WHAT YOU SHOULD DO.
In the forum thread below about credit union dividends, copy the passage word for word, beginning at the words "I am still learning" and stopping after "Welcome views...".
--- begin GIVEN TEXT ---
# Why are Credit Union Dividends are so low compared to bank interest rates?



## Pinchy (16 Jan 2012)

Can someone explain why Credit Union Dividends are so low compared to interest rates of the banks. Looking at my own CU, the results from financial report look good with a healthy surplus yet they plan not to pay any dividend for 2012. 

Can understand the accounts, but not how this could affect such a low interest dividend, historically 0.5%.

P


----------



## ClubMan (17 Jan 2012)

Maybe the warm fuzzy feeling of being a name rather than a number is worth an extra 2% to some people?


----------



## Slim (17 Jan 2012)

Pinchy said:


> Can someone explain why Credit Union Dividends are so low compared to interest rates of the banks. Looking at my own CU, the results from financial report look good with a healthy surplus yet they plan not to pay any dividend for 2012.
> 
> Can understand the accounts, but not how this could affect such a low interest dividend, historically 0.5%.
> 
> P


 
CU shares are, in reality, demand deposit accounts. Credit Unions are not able to declare dividend rate until end of year and can only pay out of surplus, approved at AGM. Recently, most CUs have had to make large provisions for (a) bond write downs (b) bad debts and(c) trying to reach the 10% regulatory reserve. They also do not wish to attract deposits for deposits' sake, which puts further strain on reaching reserve level - CUs must provide at least 10% of a savings at last year end as a regulatory reserve. This has to come out of surplus.


----------



## ajapale (17 Jan 2012)

This thread has been moved from the 2010 CU Divident thread.


----------



## Pinchy (18 Jan 2012)

Thanks for the comments Slim and Clubman as ever. 

It is intersting as I will need to check the surplus listed in the report book we recieved. 
Last time I was in our CU I opened to an account for our daughter. They  said we could only be gaurdians on the account and could only deposit  money and not withdraw as the child would need to wait until they were 7  to access their money. I think this is crazy and worked out that if we  saved 50 a month for 7 years the total with a bank account with 3% would  be €9,480 (interest of €980.00) 

If we saved the same amout in the credit union over same period with interest rate of 0.5% €8515.00 (interest of €15.24 !! )

It's just does not make sense to save (especially for a child) in the  credit union and what the above demonstrates is  - Imagine the damage  after 7 years inflation !   May as well just throw €1000 out the  window. 

I am still learning - but given the low / no! interest paid depending of  Credit Union and the very high APR  interest rate on loans compared to  banks, a Credit Union account is basically an insurance policy in case  you need to borrow small sums of money. 

Welcome views... 

P


----------



## Pinchy (18 Jan 2012)

Sorry, that should of course be €154 not €15 interst but still very small value added.


----------



## RichInSpirit (24 Jan 2012)

*Dividend V Interest*

The banks aren't paying Dividends either.
The reason Credit Unions aren't paying as high a dividend as they did before is that under the regulatory system they have to put a much larger amount of the surpluses into their reserves against bad debts.


----------



## RichInSpirit (24 Jan 2012)

People moving their savings out of Credit Unions mightn't be a bad thing.  They'll be less competition for dividend in future years.


----------



## ClubMan (24 Jan 2012)

RichInSpirit said:


> The banks aren't paying Dividends either.


But they're paying better interest than interest and dividend rates on offer from most _CUs_.
--- end GIVEN TEXT ---
--- begin RECORD EXCERPTS ---
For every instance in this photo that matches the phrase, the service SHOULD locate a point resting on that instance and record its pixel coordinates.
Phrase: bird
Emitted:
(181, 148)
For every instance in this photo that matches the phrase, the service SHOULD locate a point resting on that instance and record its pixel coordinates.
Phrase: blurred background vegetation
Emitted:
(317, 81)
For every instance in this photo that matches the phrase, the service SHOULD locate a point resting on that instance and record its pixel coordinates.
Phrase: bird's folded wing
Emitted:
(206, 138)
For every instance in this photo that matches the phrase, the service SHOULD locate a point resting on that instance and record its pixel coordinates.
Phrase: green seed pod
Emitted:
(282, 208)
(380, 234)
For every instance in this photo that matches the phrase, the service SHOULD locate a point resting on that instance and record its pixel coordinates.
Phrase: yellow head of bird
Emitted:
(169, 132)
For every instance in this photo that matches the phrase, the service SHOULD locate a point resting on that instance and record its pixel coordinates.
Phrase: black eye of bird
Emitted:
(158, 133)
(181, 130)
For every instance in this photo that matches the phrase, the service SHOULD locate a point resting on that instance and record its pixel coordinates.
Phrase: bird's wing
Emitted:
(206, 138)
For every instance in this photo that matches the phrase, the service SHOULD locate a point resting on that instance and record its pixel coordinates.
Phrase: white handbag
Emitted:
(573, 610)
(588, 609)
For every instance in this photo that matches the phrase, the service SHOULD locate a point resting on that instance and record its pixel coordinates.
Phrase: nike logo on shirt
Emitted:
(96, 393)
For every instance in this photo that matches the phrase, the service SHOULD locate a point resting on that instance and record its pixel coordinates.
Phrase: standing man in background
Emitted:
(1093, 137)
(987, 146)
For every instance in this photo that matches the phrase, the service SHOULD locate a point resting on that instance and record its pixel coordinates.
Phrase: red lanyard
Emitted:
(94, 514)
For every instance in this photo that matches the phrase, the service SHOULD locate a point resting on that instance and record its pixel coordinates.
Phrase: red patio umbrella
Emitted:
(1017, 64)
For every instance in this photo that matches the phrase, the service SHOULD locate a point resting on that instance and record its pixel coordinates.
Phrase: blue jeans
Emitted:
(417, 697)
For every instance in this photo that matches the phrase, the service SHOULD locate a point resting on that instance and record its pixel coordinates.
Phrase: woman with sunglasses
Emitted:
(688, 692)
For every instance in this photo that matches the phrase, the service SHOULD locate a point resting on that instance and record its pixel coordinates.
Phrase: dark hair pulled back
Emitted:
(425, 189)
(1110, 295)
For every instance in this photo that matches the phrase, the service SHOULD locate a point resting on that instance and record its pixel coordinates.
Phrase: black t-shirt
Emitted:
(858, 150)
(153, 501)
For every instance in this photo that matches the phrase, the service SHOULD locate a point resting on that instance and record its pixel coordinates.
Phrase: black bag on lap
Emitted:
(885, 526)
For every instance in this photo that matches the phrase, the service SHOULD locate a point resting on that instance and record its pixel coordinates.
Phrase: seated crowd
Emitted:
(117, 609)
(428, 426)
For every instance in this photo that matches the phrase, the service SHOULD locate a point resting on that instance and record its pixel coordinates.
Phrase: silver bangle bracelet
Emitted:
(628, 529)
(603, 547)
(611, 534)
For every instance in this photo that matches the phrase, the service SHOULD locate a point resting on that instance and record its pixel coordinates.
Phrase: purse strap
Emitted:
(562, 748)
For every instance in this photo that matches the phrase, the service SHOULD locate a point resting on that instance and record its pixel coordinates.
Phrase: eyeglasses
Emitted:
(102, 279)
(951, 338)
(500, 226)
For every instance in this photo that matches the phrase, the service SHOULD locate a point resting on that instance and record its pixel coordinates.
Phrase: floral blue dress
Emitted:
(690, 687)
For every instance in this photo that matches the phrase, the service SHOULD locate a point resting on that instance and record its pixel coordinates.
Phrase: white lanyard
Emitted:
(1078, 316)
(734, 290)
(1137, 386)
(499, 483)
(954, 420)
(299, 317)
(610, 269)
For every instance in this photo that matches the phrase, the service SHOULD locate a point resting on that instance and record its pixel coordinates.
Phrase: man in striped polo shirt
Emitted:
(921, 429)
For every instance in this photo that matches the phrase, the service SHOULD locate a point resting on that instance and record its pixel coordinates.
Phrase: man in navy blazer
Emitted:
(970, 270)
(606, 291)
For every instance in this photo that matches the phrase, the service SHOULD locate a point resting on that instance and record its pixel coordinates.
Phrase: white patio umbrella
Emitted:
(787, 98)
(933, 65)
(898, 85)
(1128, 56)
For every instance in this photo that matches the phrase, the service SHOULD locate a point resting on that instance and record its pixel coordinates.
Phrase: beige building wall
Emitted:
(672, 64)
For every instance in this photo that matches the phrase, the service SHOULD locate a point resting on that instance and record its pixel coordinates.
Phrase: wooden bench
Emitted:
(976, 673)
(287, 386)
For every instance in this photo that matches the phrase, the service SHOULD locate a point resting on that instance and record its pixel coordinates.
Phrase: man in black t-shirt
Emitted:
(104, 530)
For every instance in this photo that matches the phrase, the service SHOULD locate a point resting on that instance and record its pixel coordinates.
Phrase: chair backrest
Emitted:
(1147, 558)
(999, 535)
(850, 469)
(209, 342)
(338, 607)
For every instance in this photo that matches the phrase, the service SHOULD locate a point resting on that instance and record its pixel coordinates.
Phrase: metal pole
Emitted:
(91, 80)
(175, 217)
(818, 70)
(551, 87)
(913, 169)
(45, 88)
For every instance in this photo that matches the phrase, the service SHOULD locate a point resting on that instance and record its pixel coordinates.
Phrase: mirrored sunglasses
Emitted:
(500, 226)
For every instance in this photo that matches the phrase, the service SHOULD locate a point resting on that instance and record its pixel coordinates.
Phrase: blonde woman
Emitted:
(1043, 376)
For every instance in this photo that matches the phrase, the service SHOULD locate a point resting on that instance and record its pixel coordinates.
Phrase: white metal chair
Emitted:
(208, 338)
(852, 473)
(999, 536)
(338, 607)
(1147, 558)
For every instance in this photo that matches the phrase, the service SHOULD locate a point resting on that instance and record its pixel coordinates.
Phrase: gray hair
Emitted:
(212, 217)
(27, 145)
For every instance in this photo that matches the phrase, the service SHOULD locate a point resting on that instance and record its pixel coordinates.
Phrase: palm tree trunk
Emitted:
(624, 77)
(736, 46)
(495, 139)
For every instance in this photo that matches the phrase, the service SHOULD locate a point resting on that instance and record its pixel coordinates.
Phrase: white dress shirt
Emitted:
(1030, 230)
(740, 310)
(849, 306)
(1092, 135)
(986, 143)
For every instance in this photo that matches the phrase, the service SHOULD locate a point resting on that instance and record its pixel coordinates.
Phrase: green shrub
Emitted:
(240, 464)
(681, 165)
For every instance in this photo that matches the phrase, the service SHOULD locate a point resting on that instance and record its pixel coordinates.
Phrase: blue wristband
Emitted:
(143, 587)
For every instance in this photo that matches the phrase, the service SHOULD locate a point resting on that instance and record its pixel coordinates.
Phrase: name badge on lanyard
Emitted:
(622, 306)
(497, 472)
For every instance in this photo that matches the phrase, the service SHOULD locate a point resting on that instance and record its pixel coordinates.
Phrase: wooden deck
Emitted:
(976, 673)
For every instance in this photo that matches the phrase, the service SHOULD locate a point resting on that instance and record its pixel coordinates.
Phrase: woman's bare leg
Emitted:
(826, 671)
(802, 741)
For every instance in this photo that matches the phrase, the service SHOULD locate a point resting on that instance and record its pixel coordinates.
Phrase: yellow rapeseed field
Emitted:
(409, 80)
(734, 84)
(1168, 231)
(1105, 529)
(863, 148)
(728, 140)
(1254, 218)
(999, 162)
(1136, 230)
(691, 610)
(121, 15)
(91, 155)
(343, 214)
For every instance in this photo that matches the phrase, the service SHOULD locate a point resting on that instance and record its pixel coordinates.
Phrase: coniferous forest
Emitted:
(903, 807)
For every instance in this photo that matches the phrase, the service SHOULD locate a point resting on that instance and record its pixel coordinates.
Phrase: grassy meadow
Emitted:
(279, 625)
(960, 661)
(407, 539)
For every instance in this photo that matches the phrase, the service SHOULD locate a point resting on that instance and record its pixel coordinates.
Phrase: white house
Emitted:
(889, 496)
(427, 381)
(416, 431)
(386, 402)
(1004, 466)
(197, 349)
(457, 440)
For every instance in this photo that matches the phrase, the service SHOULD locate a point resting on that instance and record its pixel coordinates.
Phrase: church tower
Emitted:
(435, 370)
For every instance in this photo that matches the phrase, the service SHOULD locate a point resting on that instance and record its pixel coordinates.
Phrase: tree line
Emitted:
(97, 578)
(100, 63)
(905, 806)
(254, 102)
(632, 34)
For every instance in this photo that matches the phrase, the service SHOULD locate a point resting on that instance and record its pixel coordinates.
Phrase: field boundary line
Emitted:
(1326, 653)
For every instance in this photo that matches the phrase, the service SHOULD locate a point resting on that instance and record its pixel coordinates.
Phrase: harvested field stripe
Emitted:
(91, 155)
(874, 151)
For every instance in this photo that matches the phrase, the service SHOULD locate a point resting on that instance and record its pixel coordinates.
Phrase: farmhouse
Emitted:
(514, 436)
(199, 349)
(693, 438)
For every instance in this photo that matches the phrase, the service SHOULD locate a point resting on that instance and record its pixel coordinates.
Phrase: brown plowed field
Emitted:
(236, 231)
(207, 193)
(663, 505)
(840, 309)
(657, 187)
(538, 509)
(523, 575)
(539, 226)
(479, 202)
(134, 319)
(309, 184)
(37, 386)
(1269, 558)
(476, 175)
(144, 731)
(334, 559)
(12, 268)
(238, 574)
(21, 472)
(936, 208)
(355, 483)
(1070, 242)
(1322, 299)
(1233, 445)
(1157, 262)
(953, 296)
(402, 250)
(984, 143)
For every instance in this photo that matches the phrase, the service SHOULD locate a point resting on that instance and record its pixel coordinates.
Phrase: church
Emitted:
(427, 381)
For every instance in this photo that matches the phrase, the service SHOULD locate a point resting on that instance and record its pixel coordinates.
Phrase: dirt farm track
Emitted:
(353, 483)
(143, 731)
--- end RECORD EXCERPTS ---
SOLUTION TO THE EXERCISE.
I am still learning - but given the low / no! interest paid depending of  Credit Union and the very high APR  interest rate on loans compared to  banks, a Credit Union account is basically an insurance policy in case  you need to borrow small sums of money. 

Welcome views...